- [SUPPLIED INFORMATION]
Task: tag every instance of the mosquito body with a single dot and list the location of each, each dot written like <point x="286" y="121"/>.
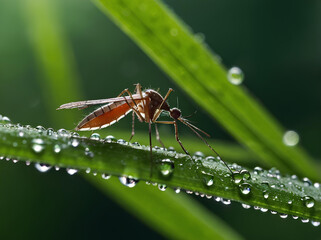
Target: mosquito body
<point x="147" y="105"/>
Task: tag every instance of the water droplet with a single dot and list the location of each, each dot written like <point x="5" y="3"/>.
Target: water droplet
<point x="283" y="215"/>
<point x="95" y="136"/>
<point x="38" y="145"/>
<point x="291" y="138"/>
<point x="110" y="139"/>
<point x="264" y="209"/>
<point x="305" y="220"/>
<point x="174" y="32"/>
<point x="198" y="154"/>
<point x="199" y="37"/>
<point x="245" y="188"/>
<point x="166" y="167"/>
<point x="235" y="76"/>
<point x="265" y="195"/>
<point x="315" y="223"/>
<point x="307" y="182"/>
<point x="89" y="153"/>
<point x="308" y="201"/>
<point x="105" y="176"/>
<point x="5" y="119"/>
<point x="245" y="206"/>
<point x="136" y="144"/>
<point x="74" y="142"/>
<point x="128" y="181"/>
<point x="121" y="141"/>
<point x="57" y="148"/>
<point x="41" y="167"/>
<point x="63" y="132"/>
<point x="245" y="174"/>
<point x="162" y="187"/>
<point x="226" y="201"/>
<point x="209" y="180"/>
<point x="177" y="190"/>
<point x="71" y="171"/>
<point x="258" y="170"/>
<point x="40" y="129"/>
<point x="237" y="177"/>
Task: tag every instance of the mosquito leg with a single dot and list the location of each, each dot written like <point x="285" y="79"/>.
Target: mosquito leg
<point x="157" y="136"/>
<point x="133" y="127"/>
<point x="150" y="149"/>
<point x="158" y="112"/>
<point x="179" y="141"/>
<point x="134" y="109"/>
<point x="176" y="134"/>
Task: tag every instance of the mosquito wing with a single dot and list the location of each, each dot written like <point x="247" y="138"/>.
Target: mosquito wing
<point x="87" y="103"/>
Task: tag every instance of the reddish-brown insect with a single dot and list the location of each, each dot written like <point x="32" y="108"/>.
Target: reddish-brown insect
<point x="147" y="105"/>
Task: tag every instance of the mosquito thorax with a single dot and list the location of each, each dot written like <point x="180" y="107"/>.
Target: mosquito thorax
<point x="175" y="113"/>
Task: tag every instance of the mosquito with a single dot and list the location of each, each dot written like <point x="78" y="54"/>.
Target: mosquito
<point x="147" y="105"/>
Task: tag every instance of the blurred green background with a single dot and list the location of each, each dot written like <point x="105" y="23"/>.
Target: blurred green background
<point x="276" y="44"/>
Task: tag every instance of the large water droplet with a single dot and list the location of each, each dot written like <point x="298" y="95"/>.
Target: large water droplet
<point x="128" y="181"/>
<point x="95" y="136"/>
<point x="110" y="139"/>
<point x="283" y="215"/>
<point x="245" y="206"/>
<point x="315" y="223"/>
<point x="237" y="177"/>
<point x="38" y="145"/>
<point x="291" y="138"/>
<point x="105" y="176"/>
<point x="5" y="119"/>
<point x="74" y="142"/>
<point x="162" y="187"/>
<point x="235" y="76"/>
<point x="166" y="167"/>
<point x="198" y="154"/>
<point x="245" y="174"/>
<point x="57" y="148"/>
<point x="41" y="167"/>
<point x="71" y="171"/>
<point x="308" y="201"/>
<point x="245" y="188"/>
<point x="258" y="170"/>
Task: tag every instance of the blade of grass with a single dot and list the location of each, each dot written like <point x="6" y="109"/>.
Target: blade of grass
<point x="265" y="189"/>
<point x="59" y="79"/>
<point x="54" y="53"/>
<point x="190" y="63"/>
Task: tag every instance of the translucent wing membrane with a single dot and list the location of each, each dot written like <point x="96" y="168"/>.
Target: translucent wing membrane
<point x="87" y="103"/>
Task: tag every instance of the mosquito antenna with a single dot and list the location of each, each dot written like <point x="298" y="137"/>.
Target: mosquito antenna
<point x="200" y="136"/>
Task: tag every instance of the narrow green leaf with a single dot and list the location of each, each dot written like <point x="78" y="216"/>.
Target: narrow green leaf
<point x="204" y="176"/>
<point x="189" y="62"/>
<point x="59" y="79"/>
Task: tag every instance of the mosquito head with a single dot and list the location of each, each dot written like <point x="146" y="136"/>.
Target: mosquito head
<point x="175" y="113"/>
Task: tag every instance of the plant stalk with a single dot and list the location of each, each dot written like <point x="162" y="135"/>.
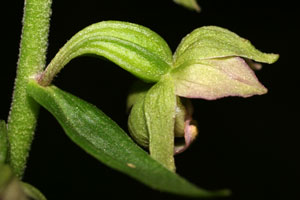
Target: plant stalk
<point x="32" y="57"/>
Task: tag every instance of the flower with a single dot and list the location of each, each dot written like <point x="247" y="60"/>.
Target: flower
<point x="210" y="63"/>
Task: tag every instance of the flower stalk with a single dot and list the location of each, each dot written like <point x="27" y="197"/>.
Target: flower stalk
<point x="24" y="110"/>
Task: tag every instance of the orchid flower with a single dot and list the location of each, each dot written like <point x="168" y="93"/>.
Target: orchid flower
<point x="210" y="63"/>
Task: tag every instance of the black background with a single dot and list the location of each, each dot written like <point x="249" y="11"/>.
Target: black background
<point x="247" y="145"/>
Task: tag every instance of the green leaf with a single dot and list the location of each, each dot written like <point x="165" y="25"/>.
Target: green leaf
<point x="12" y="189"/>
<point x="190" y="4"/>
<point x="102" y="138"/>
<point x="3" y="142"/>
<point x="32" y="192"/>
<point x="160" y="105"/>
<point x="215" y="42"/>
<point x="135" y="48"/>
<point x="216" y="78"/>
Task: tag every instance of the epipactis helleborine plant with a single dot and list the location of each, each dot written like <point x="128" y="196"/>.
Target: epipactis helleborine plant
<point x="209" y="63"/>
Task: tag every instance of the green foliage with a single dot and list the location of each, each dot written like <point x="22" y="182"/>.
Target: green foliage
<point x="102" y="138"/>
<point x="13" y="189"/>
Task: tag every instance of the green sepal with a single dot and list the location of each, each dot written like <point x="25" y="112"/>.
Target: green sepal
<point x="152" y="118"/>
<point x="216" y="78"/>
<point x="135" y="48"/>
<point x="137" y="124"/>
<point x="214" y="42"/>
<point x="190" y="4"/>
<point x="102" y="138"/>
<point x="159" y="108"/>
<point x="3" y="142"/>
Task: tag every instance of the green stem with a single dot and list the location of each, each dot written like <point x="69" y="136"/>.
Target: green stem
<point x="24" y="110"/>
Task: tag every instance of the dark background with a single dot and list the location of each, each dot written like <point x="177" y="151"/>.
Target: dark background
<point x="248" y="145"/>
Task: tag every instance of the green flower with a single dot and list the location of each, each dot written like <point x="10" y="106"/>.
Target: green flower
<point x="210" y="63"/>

- [DIRECTIONS] Copy out all of the material above word for word, but leave out the pictures.

- [THE RESPONSE]
Task: tag every instance of the mosquito body with a single dot and list the location of each, each dot written like <point x="286" y="121"/>.
Target: mosquito body
<point x="147" y="105"/>
Task: tag every instance of the water droplet with a single dot and list the location of each, each dot written like <point x="5" y="3"/>.
Target: water droplet
<point x="283" y="215"/>
<point x="95" y="136"/>
<point x="38" y="145"/>
<point x="291" y="138"/>
<point x="110" y="139"/>
<point x="264" y="209"/>
<point x="305" y="220"/>
<point x="174" y="32"/>
<point x="198" y="154"/>
<point x="199" y="37"/>
<point x="245" y="188"/>
<point x="166" y="167"/>
<point x="235" y="76"/>
<point x="265" y="195"/>
<point x="315" y="223"/>
<point x="307" y="182"/>
<point x="89" y="153"/>
<point x="308" y="201"/>
<point x="105" y="176"/>
<point x="5" y="119"/>
<point x="245" y="206"/>
<point x="136" y="144"/>
<point x="74" y="142"/>
<point x="128" y="181"/>
<point x="121" y="141"/>
<point x="57" y="148"/>
<point x="41" y="167"/>
<point x="63" y="132"/>
<point x="245" y="174"/>
<point x="162" y="187"/>
<point x="226" y="201"/>
<point x="209" y="180"/>
<point x="177" y="190"/>
<point x="71" y="171"/>
<point x="258" y="170"/>
<point x="40" y="129"/>
<point x="237" y="177"/>
Task: tag every instance of the mosquito leg with a single dot and list the location of each, each dot written like <point x="285" y="79"/>.
Target: mosquito leg
<point x="157" y="136"/>
<point x="133" y="127"/>
<point x="150" y="149"/>
<point x="158" y="112"/>
<point x="179" y="141"/>
<point x="134" y="109"/>
<point x="176" y="134"/>
Task: tag every instance of the mosquito wing with a single dot and list the location of each, each dot written like <point x="247" y="138"/>.
Target: mosquito wing
<point x="87" y="103"/>
Task: tag every instance of the reddish-brown insect with a single dot and list the location of each, each dot written like <point x="32" y="108"/>.
Target: reddish-brown insect
<point x="147" y="105"/>
Task: tag every instance of the mosquito thorax with a single dot and list the location of each, each dot written like <point x="180" y="107"/>.
Target: mosquito thorax
<point x="175" y="113"/>
Task: tag every instance of the mosquito with a single dot and list the location of each, each dot written like <point x="78" y="54"/>.
Target: mosquito
<point x="147" y="105"/>
Task: tag every instance of the blurred green background with a single dot and list the location of each, each dot written like <point x="105" y="23"/>.
Target: blurred green background
<point x="276" y="44"/>
Task: tag every instance of the large water droplet with a single dot and list the location of each, each dot written like <point x="298" y="95"/>.
Target: large water droplet
<point x="128" y="181"/>
<point x="95" y="136"/>
<point x="110" y="139"/>
<point x="283" y="215"/>
<point x="245" y="206"/>
<point x="315" y="223"/>
<point x="237" y="177"/>
<point x="38" y="145"/>
<point x="291" y="138"/>
<point x="105" y="176"/>
<point x="5" y="119"/>
<point x="74" y="142"/>
<point x="162" y="187"/>
<point x="235" y="76"/>
<point x="166" y="167"/>
<point x="198" y="154"/>
<point x="245" y="174"/>
<point x="57" y="148"/>
<point x="41" y="167"/>
<point x="71" y="171"/>
<point x="308" y="201"/>
<point x="245" y="188"/>
<point x="258" y="170"/>
Task: tag every instance of the blade of grass with a single dot and list the location of each, each dot written like <point x="6" y="109"/>.
Target: blade of grass
<point x="265" y="189"/>
<point x="59" y="79"/>
<point x="54" y="53"/>
<point x="190" y="63"/>
Task: tag every instance of the translucent wing membrane with a single dot and list the location of each, each dot written like <point x="96" y="168"/>.
Target: translucent wing membrane
<point x="87" y="103"/>
Task: tag every instance of the mosquito antenna with a single dot and list the location of each, each dot written like <point x="298" y="137"/>.
Target: mosquito antenna
<point x="200" y="136"/>
Task: tag every instance of the narrow green leaf with a single dot and list the location of each, each dot written like <point x="78" y="216"/>.
Target: narrow green leaf
<point x="204" y="176"/>
<point x="189" y="62"/>
<point x="59" y="79"/>
Task: tag every instance of the mosquito head with a single dot and list the location of each, each dot written like <point x="146" y="136"/>.
Target: mosquito head
<point x="175" y="113"/>
Task: tag every instance of the plant stalk with a single dot and list the location of each, each dot written like <point x="162" y="135"/>.
Target: plant stalk
<point x="32" y="57"/>
Task: tag every instance of the flower with a single dot and list the location of each, each dot written like <point x="247" y="60"/>.
Target: flower
<point x="210" y="63"/>
Task: tag every instance of the flower stalk with a single dot and list the location of each, each dot written like <point x="27" y="197"/>.
Target: flower stalk
<point x="24" y="110"/>
Task: tag every instance of the orchid flower with a single dot and list the location of each, each dot written like <point x="168" y="93"/>.
Target: orchid flower
<point x="210" y="63"/>
Task: tag every instance of the black background with a single dot and list the location of each, each dot written like <point x="249" y="11"/>.
Target: black background
<point x="247" y="145"/>
Task: tag every instance of the green leaf with a single dot and list the location of each, each dot written like <point x="165" y="25"/>.
Target: green leaf
<point x="12" y="189"/>
<point x="190" y="4"/>
<point x="102" y="138"/>
<point x="3" y="142"/>
<point x="32" y="192"/>
<point x="160" y="105"/>
<point x="215" y="42"/>
<point x="135" y="48"/>
<point x="216" y="78"/>
Task: tag every instance of the epipactis helleborine plant with a single dot and list the location of each, each dot written like <point x="128" y="196"/>.
Target: epipactis helleborine plant
<point x="209" y="63"/>
Task: tag every instance of the green foliage with a single dot and list the location of each, each dot written like <point x="22" y="182"/>.
Target: green foliage
<point x="102" y="138"/>
<point x="13" y="189"/>
Task: tag every instance of the green sepal with a single dot and list the location of each, each dot written like <point x="25" y="112"/>.
Target: green sepal
<point x="152" y="118"/>
<point x="216" y="78"/>
<point x="135" y="48"/>
<point x="137" y="124"/>
<point x="214" y="42"/>
<point x="190" y="4"/>
<point x="102" y="138"/>
<point x="159" y="108"/>
<point x="3" y="142"/>
Task: tag every instance of the green stem with a single dot and list the location of each, each dot written like <point x="69" y="136"/>.
Target: green stem
<point x="24" y="110"/>
Task: tag every instance of the dark background with a single dot and list the location of each, each dot written like <point x="177" y="151"/>.
Target: dark background
<point x="248" y="145"/>
Task: tag every instance of the green flower with a single dot and list the location of each, each dot written like <point x="10" y="106"/>.
Target: green flower
<point x="210" y="63"/>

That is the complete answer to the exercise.